Directions
Reproduce all of the records below, substituting "indented" for each occurrence of "pretty-printed" and leaving every other character untouched.

Records

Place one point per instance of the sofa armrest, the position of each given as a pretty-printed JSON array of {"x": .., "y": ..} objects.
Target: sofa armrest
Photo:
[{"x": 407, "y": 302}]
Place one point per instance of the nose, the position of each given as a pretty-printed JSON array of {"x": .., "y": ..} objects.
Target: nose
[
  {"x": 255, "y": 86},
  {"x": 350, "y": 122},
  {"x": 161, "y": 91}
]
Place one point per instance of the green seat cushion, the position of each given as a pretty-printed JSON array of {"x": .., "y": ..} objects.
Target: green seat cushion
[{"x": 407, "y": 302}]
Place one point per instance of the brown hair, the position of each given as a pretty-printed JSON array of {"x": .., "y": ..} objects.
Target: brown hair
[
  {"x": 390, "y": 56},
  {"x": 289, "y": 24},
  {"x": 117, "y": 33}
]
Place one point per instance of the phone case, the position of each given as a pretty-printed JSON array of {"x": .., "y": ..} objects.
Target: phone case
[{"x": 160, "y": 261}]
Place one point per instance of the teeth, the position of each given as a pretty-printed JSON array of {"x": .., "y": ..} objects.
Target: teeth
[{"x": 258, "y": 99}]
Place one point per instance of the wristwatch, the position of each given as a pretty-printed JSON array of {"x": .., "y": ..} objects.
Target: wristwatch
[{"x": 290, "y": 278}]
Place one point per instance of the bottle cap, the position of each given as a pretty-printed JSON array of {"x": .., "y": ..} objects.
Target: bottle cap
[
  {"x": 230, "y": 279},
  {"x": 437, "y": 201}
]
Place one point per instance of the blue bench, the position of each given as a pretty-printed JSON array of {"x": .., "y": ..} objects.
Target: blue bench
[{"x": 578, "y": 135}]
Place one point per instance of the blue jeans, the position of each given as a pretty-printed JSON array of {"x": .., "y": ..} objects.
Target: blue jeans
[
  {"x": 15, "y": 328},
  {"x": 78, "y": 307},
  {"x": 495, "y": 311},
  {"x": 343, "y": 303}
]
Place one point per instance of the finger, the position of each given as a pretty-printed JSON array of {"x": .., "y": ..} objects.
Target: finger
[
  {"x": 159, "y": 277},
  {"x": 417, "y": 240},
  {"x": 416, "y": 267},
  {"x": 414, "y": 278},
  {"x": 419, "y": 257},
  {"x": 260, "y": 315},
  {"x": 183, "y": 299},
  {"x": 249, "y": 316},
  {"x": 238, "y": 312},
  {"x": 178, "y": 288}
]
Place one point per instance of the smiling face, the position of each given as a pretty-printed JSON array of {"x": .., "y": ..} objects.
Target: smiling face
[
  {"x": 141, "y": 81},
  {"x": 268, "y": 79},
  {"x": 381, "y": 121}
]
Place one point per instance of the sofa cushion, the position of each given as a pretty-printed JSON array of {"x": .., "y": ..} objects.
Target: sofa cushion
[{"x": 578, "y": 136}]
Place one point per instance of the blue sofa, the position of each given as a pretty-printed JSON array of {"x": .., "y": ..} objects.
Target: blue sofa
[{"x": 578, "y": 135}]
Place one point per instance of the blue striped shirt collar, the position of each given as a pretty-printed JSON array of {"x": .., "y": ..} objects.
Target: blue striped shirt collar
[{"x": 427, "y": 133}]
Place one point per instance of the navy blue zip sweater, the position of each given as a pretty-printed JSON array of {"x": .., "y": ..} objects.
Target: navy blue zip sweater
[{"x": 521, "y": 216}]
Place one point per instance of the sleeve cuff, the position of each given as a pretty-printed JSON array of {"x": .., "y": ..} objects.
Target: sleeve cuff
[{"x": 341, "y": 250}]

Answer to the exercise
Place one point per instance of the sofa armrest, the position of each given as a indented JSON array of {"x": .., "y": ..} objects.
Target: sofa armrest
Photo:
[{"x": 407, "y": 302}]
Place one point per instance of the nose, the position of each given as a indented JSON array of {"x": .., "y": ..} objects.
Target: nose
[
  {"x": 255, "y": 86},
  {"x": 350, "y": 122},
  {"x": 161, "y": 91}
]
Place one point per instance of the green seat cushion, the position of each given as a indented JSON array of {"x": .., "y": ..} objects.
Target: green seat cushion
[{"x": 407, "y": 302}]
Place one point per instance of the brown hair, the position of each given as a indented JSON array of {"x": .., "y": ..} objects.
Target: brown hair
[
  {"x": 390, "y": 56},
  {"x": 289, "y": 24},
  {"x": 117, "y": 33}
]
Place one point per instance of the phone case, the position of each given as a indented JSON array of {"x": .., "y": ..} objects.
Target: phone case
[{"x": 160, "y": 261}]
Place one point per instance of the teeth, the position of each given as a indented JSON array of {"x": .., "y": ..} objects.
Target: teeth
[{"x": 258, "y": 99}]
Place one point per instance of the wristwatch, the position of each given as a indented JSON array of {"x": .., "y": ..} objects.
Target: wristwatch
[{"x": 290, "y": 278}]
Place one point per instance of the bottle cap, the position of each given as a indented JSON array of {"x": .., "y": ..} objects.
Target: bottle cap
[
  {"x": 230, "y": 279},
  {"x": 437, "y": 201}
]
Place one point per instance of the blue bench, the position of each given as a indented JSON array of {"x": .., "y": ..} objects.
Target: blue bench
[{"x": 578, "y": 135}]
Place one point per instance of the blue jeans, the position of each given as a indented JSON array of {"x": .., "y": ..} objects.
Target: blue jeans
[
  {"x": 15, "y": 328},
  {"x": 78, "y": 307},
  {"x": 495, "y": 311},
  {"x": 343, "y": 303}
]
Place one point per instance of the finger, the position of each given as a indented JSON array of {"x": .., "y": ..} objects.
Target: finger
[
  {"x": 159, "y": 277},
  {"x": 417, "y": 240},
  {"x": 416, "y": 267},
  {"x": 414, "y": 278},
  {"x": 419, "y": 257},
  {"x": 260, "y": 315},
  {"x": 183, "y": 299},
  {"x": 249, "y": 316},
  {"x": 238, "y": 312},
  {"x": 178, "y": 288}
]
Place one point per instance of the smiling face, the position of each given as a indented JSON array of {"x": .., "y": ..} objects.
Target: smiling face
[
  {"x": 141, "y": 81},
  {"x": 268, "y": 79},
  {"x": 381, "y": 121}
]
Place one point per instance of the sofa cushion, the position of each given as a indented JSON array of {"x": .., "y": ..} objects.
Target: sofa cushion
[{"x": 578, "y": 136}]
Place one point per instance of the blue sofa, the position of each given as a indented JSON array of {"x": .., "y": ..} objects.
Target: blue sofa
[{"x": 578, "y": 135}]
Place one point per instance of the blue striped shirt collar, the position of each given as a indented JSON array of {"x": .., "y": ..} objects.
Target: blue striped shirt collar
[{"x": 427, "y": 133}]
Place one point per instance of the navy blue zip sweater, the position of each given as a indented JSON array of {"x": .., "y": ..} objects.
Target: navy blue zip sweater
[{"x": 521, "y": 216}]
Place one point per instance of the sleeve cuff, the position of each given as a indented JSON array of {"x": .., "y": ..} objects.
Target: sleeve cuff
[{"x": 341, "y": 250}]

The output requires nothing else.